[Entries from a pointing dataset]
####

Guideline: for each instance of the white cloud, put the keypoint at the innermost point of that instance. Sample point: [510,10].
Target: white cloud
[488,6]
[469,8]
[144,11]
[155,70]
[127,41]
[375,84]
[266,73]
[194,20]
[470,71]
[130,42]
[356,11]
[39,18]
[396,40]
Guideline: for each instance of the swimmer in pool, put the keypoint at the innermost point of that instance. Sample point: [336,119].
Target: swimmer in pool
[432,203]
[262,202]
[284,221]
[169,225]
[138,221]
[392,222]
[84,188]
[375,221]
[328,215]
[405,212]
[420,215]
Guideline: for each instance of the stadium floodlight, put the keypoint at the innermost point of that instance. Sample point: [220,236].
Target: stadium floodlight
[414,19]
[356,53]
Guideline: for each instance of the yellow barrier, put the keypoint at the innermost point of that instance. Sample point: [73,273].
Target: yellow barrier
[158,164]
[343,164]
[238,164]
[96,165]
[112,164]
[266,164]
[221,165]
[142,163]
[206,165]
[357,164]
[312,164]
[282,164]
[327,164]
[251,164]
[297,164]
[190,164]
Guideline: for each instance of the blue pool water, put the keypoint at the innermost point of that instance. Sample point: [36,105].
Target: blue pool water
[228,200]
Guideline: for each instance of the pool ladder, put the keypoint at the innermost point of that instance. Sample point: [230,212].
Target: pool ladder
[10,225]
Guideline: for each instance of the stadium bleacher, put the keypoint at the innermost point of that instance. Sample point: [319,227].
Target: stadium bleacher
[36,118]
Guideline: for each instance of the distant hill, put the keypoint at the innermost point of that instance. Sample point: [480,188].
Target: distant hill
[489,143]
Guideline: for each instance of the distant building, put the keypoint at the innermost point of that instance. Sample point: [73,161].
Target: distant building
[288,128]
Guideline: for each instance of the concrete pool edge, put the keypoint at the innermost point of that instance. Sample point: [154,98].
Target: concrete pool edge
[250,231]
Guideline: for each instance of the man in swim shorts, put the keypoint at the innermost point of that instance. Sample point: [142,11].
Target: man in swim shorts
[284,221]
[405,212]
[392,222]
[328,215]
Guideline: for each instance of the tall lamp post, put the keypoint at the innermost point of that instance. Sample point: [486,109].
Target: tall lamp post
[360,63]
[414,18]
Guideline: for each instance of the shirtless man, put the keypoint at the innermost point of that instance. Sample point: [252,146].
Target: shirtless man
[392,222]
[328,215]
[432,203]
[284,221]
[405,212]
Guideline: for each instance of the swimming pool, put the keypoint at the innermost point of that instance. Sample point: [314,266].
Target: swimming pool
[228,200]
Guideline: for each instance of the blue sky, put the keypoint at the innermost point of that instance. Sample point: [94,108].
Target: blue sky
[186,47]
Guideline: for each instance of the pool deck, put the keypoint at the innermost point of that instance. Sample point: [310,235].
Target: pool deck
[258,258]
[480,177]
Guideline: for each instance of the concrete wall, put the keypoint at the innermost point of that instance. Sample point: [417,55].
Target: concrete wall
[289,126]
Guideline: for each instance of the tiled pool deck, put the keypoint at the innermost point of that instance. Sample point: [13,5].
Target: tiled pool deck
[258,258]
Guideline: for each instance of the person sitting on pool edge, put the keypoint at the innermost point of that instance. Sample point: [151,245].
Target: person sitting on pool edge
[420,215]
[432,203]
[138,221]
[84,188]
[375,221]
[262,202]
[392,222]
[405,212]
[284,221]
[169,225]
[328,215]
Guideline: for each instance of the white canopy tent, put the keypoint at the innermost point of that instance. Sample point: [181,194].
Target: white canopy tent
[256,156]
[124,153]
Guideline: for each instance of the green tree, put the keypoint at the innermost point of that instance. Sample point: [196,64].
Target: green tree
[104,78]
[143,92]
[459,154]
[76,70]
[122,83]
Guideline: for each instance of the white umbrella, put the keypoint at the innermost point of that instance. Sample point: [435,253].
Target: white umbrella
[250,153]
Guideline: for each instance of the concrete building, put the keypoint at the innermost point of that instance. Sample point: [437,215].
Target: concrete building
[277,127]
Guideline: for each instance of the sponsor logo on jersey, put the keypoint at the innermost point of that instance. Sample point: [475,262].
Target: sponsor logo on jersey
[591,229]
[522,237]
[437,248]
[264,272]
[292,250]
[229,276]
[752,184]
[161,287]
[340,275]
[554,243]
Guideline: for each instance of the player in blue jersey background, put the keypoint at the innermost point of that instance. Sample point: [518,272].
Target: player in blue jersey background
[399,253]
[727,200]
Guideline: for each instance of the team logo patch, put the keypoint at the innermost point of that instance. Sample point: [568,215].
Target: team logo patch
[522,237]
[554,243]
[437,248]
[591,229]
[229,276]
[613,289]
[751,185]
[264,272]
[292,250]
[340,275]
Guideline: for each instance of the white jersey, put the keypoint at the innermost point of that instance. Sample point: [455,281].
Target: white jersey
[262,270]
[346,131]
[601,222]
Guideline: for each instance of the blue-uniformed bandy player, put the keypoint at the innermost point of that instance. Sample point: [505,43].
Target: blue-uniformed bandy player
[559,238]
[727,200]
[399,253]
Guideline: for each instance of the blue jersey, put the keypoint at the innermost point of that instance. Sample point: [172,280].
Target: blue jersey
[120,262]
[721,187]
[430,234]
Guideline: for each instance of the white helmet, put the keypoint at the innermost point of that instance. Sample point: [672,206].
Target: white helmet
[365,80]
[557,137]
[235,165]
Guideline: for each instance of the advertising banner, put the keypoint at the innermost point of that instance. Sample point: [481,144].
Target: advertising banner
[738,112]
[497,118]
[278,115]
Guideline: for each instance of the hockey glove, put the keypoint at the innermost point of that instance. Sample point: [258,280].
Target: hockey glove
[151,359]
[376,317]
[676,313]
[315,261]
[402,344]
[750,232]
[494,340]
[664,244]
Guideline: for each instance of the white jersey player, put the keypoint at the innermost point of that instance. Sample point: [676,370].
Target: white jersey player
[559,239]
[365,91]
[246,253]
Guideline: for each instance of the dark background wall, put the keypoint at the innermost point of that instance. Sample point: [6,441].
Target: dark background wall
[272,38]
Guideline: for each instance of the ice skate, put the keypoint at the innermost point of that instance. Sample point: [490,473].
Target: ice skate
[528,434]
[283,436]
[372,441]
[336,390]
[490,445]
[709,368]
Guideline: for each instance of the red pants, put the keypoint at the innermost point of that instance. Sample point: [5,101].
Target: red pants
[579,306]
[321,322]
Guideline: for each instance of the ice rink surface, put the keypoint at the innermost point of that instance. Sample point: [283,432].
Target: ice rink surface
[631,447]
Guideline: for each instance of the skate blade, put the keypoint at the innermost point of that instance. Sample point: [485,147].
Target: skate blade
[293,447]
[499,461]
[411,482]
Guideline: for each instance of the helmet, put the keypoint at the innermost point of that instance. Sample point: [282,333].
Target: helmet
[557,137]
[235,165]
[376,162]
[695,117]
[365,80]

####

## EXERCISE BRIEF:
In the listing above, swap "innermost point" for "central point" and leave everything else unchanged.

## RESULT:
Guideline: for each instance of the white cloud, put the keypoint at the central point of that instance. Sample point: [510,10].
Target: white cloud
[488,6]
[469,8]
[144,11]
[155,70]
[127,41]
[375,84]
[266,73]
[194,20]
[470,71]
[130,42]
[356,11]
[39,18]
[396,40]
Guideline: for each instance of the swimmer in pool, put the keypoint at the central point of that instance. Sample point: [336,119].
Target: swimmer in pool
[432,203]
[262,202]
[284,221]
[169,225]
[138,221]
[392,222]
[84,188]
[375,221]
[328,215]
[405,212]
[420,215]
Guideline: for each instance of the stadium floodlight, put the keypoint at the central point of that instance. Sample point: [220,236].
Target: stadium floodlight
[414,19]
[356,53]
Guideline: for each instance of the yellow barrier, put the keypoint at the central point of that instance. Sample point: [73,273].
Target: yellow barrier
[158,164]
[343,164]
[238,164]
[96,165]
[112,164]
[266,164]
[221,165]
[142,163]
[206,165]
[357,164]
[312,164]
[282,164]
[327,164]
[251,164]
[297,164]
[190,164]
Guideline: for each instance of the blue pool water, put the keypoint at the central point of that instance. Sample point: [36,105].
Target: blue pool water
[228,200]
Guideline: for each instance of the pool ladder, put the keypoint at the central point of that instance. Sample point: [230,212].
Target: pool ladder
[10,225]
Guideline: for each instance of the stadium bleacher, put the keypoint at the central point of that instance. Sample point: [319,227].
Target: stadium bleacher
[36,118]
Guideline: for each instance of the distant hill, put the keypoint at the central point of that instance. Sample point: [480,188].
Target: distant hill
[489,143]
Guideline: for each instance of the distant building, put the keypoint at the central point of that instance. Sample point: [73,161].
Target: distant building
[288,128]
Guideline: for each instance of the concrete pool edge, put the keypoint at the central point of that instance. Sample point: [154,98].
Target: concrete pool edge
[250,231]
Guideline: for each instance of the man in swim shorts, put the keypoint at the central point of that instance. Sample point: [142,11].
Target: man in swim shorts
[284,221]
[405,212]
[392,222]
[328,215]
Guideline: for each instance of the tall lamp post, put the keypoint at the central point of that instance. Sample point: [486,109].
Target: tall lamp post
[360,63]
[414,18]
Guideline: for each instance of the shirtless man, put the keypoint at the central point of that instance. Sample point: [252,146].
Target: shirtless man
[392,222]
[328,215]
[432,203]
[284,221]
[405,212]
Guideline: for each instance of the swimming pool, put the keypoint at the central point of that instance. Sample point: [314,266].
Target: swimming pool
[228,200]
Guideline: for each instance of the blue sky, put the keypoint at the central point of that instance. Sample point: [94,108].
Target: blue sky
[186,47]
Guideline: for each instance of the pool deck, put the keypoint at the central point of that instance. Sample point: [310,235].
Target: pool deck
[258,258]
[480,177]
Guideline: for each instance of the concrete wall, put the keypoint at the central point of that instance. Sample point: [417,55].
Target: concrete wall
[289,126]
Guideline: for each instance of the tiled pool deck, put the keypoint at the central point of that instance. Sample point: [13,5].
Target: tiled pool deck
[258,258]
Guideline: for each instance of the person sitting on pool edge, put the keypoint at the central point of that instance. Sample point: [151,245].
Target: person sitting on pool edge
[420,215]
[432,203]
[138,221]
[84,188]
[375,221]
[262,202]
[392,222]
[405,212]
[284,221]
[169,225]
[328,215]
Guideline: for each instance of the white canopy tent, put the keypoint at the central point of that instance. Sample point: [181,194].
Target: white canopy tent
[256,156]
[124,153]
Guideline: for each instance of the green tree, put the keypoint at the central point of that instance. Sample point: [196,64].
Target: green tree
[104,78]
[143,92]
[459,154]
[76,70]
[122,83]
Guideline: for each instance of the white umbrella, put the keypoint at the central point of that instance. Sample point: [435,253].
Target: white umbrella
[250,153]
Guideline: for each instance of the concrete building, put the keypoint at the central point of that instance. Sample point: [437,215].
Target: concrete building
[277,127]
Guideline: for each instance of the sponsor logo on jersey, put the keypoint at the central point of that instance. Sample point: [475,262].
Target: sponsor logo on jersey
[591,229]
[522,237]
[437,248]
[264,272]
[292,250]
[229,276]
[752,184]
[161,287]
[340,275]
[554,243]
Guideline: for each instance of the player in blue jersey background, put the keypoint at the central point of that instance. Sample point: [518,272].
Target: player in blue jersey background
[399,253]
[727,200]
Guideline: for each instance of the team logo patch, put the keypoint at the central point of that instance. Sample point: [568,215].
Target: team logo patch
[522,237]
[554,243]
[437,248]
[591,229]
[229,276]
[613,289]
[751,185]
[264,272]
[292,250]
[340,275]
Guideline: for each instance of the white jersey, put the keypoint at the central point of that instance. Sample point: [455,281].
Target: white jersey
[262,270]
[346,131]
[601,222]
Guideline: for each instance of the blue-uniformed bandy player, put the keypoint at the central point of that instance. Sample point: [505,43].
Target: blue-uniformed bandy player
[559,238]
[727,200]
[399,253]
Guideline: for each instance of the blue jersey, put the keypoint at the central point of that instance. Sample point: [172,280].
Target: blue jersey
[120,262]
[721,187]
[430,234]
Guideline: for each instance of the white helmet, put the keypoint at the central point of that instance. Sample point: [672,206].
Target: white helmet
[365,80]
[557,137]
[235,165]
Guideline: for each instance of the advertising banner, put the keypoint at the central point of that instance. Sample point: [481,144].
Target: advertising banner
[738,112]
[497,118]
[278,115]
Guideline: for each instance of the hockey glove, put the keypoint at the central point of that instance. Sample point: [258,280].
Target: hockey glove
[151,359]
[376,317]
[676,313]
[315,261]
[402,344]
[750,232]
[494,340]
[664,244]
Guideline: for each instance of the white jersey player, put the keypoint at the central point of that instance. Sample point: [676,370].
Target: white jersey player
[559,239]
[365,91]
[246,253]
Guideline: for each instance of the dark background wall, put the keypoint at the central point of that instance. Sample point: [6,441].
Target: dark background wall
[272,38]
Guideline: for each instance of the ice skate, put the keypoint at the central point of that instance. Sample point: [490,473].
Target: ice skate
[528,434]
[283,436]
[372,441]
[336,390]
[490,445]
[709,368]
Guideline: for each instance of the red pants, put the keypoint at the central point of that instance. Sample point: [5,101].
Target: red pants
[579,306]
[321,322]
Guideline: for each instance of the ice rink surface, put the keypoint at the central point of that instance. Sample point: [283,432].
Target: ice rink surface
[631,447]
Guideline: for each instance of the skate blade, put the keypoint at the central point of that instance. Sample point: [485,147].
Target: skate blade
[293,447]
[499,461]
[411,482]
Guideline: for each instance of the helmet, put the keypoint at the central point of that instance. Sample point: [282,333].
Target: helmet
[557,137]
[235,165]
[376,162]
[695,117]
[365,80]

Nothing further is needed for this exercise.